TEXT EXTRACT
**Methodology:** For each of the control group, the nearest instance on the treatment group was identified and concatenate and vise-versa. i.e. In case data contain 30 features, the new dataset contain 30+30 features

**Utilized metric:** 'euclidean'

# Import Libraries

In [None]:
import warnings
warnings.filterwarnings('ignore')

import os
os.environ['TF_CPP_MIN_LOG_LEVEL'] = '3' 

# =-=-=-=-=-=-=-=-=-=-=-=-=-=-=-=-=-=-=-=-=-=-=-=-=-=-=-=-=-=-=-=
# Basic libraries
import time
import random
import numpy  as np
import pandas as pd


# =-=-=-=-=-=-=-=-=-=-=-=-=-=-=-=-=-=-=-=-=-=-=-=-=-=-=-=-=-=-=-=
# Sklearn library
from sklearn.preprocessing   import StandardScaler


# =-=-=-=-=-=-=-=-=-=-=-=-=-=-=-=-=-=-=-=-=-=-=-=-=-=-=-=-=-=-=-=
# Tensorflow library
import tensorflow                as     tf
from tensorflow.keras.optimizers import *
from tensorflow.keras.callbacks  import TerminateOnNaN
from tensorflow.keras.callbacks  import EarlyStopping
from tensorflow.keras.callbacks  import ReduceLROnPlateau
from tensorflow.keras.utils      import plot_model


# =-=-=-=-=-=-=-=-=-=-=-=-=-=-=-=-=-=-=-=-=-=-=-=-=-=-=-=-=-=-=-=
# User libraries
from utils.data_loading import Synthetic_dataset, TWINS_dataset, IHDP_dataset, ACIC_dataset
from utils.metrics import PEHE, ATE
from utils.Loss import *
from utils.Modified_DragonNet import *
from utils.kNearestNeighbors import *
print('[INFO] All libraries were imported')

TASK DESCRIPTION
Continue the notebook extract on nearest-neighbor feature concatenation from the point where it stops.

Records from a data collection
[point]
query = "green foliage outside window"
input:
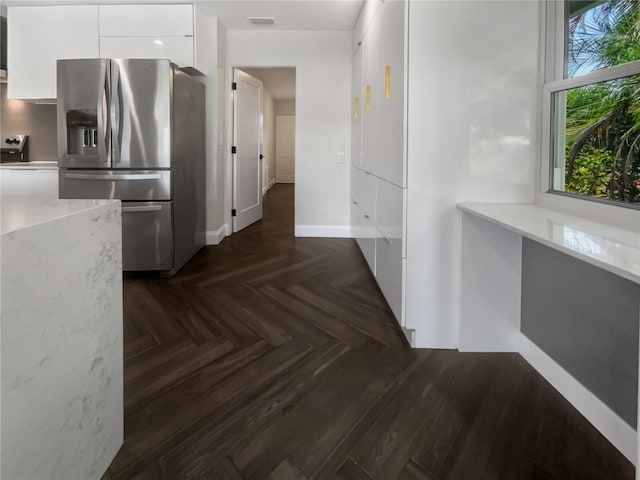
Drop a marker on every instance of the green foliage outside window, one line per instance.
(603, 120)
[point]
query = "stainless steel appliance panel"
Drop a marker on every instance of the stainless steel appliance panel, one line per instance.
(137, 185)
(188, 167)
(141, 101)
(147, 236)
(84, 130)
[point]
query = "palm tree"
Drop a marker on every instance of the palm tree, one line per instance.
(606, 116)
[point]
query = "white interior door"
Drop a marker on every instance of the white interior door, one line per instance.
(247, 140)
(285, 148)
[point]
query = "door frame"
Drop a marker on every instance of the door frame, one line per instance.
(234, 157)
(226, 81)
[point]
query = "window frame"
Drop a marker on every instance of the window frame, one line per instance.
(554, 32)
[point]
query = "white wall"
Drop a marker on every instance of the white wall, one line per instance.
(472, 136)
(323, 88)
(210, 52)
(285, 107)
(269, 136)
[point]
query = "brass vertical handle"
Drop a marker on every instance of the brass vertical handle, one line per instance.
(387, 82)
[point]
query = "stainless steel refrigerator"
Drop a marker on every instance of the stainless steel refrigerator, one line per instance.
(134, 130)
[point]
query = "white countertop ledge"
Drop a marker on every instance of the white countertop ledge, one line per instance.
(20, 213)
(610, 248)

TASK RESULT
# Random generators initialization
seed=42
random.seed(seed)
os.environ["PYTHONHASHSEED"] = str(seed)
np.random.seed(seed)
tf.random.set_seed(seed)
print('[INFO] Random generators were initialized')

# Parameters

In [None]:
targeted_regularization    = True # {True, False}

output_dir                 = ''
knob_loss                  = dragonnet_loss_binarycross
ratio                      = 1.
validation_split           = 0.2
batch_size                 = 64
verbose                    = False


metrics = [regression_loss, binary_classification_loss, treatment_accuracy, track_epsilon]

if targeted_regularization:
    loss = make_tarreg_loss(ratio=ratio, dragonnet_loss=knob_loss)
else:
    loss = knob_loss

metric  = 'euclidean' # 'euclidean', 'cityblock', 'chebyshev'
k       = 11

In [None]:
problem = "Synthetic" # {"IHDP", "Synthetic", "TWINS", "ACIC"}
path = "Data/Synthetic/" # {"Data/Synthetic/", "Data/IHDP/", "Data/TWINS/", "Data/ACIC/"}
filename = f"./Results/{problem}_kNN-DragonNet-{metric}-k={k}.csv"
MODEL_PATH    = './checkpoints/{}kNN-DragonNet-{}-k={}'.format(problem, metric, k)

if "Synthetic" in problem:
    DataLoader = Synthetic_dataset(path=path)
elif "IHDP" in problem:
    DataLoader = IHDP_dataset(path=path)
elif "TWINS" in problem:
    DataLoader = TWINS_dataset(path=path)
elif "ACIC" in problem:
    DataLoader = ACIC_dataset(path=path, train_size=0.8, random_state=1983)  

# Simulations

In [None]:
results = {'ATE': [], 'Error_ATE': [], 'Error_PEHE':[]}
for idx in range(DataLoader.nProblems):

    # Start timer
    #
    start1 = time.time()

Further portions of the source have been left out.